** Your goal **
From the entries below, pick out every line that contains the string "wing". Case counts.

** Record set **

[Begin]

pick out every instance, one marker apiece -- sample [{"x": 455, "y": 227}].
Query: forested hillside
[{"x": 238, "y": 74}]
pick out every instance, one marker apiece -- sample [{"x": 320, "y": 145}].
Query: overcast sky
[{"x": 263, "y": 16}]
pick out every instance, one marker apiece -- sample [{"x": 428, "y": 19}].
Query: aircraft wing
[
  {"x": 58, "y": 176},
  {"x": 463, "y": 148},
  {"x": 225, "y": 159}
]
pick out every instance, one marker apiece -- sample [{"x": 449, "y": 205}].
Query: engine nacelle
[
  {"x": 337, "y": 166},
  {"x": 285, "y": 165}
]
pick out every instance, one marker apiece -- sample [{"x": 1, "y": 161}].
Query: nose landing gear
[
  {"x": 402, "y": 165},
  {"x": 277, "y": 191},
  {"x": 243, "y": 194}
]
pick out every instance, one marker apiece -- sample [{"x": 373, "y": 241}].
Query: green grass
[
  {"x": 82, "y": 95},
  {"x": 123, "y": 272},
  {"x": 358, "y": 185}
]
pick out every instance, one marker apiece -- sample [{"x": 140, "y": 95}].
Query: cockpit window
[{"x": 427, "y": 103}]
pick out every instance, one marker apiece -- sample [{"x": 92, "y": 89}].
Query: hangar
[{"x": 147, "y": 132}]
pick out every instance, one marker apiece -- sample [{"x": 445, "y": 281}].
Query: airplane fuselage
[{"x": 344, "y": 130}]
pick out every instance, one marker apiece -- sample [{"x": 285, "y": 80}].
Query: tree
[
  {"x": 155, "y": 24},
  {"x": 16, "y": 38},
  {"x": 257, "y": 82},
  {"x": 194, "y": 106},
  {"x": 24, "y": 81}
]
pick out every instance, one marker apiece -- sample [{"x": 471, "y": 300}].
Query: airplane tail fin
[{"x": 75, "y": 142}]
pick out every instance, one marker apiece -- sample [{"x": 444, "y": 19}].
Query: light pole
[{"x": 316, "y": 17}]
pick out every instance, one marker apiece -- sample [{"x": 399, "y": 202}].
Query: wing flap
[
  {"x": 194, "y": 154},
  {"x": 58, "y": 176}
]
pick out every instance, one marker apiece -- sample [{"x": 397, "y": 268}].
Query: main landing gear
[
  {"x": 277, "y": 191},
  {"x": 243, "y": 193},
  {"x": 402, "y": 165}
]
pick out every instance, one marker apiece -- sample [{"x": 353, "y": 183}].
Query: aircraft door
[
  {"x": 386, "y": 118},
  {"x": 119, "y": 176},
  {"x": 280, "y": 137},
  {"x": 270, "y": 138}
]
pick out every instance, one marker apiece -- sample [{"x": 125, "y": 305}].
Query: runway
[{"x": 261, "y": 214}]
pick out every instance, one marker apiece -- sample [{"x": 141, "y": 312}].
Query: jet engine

[End]

** The solution **
Query: aircraft wing
Query: wing flap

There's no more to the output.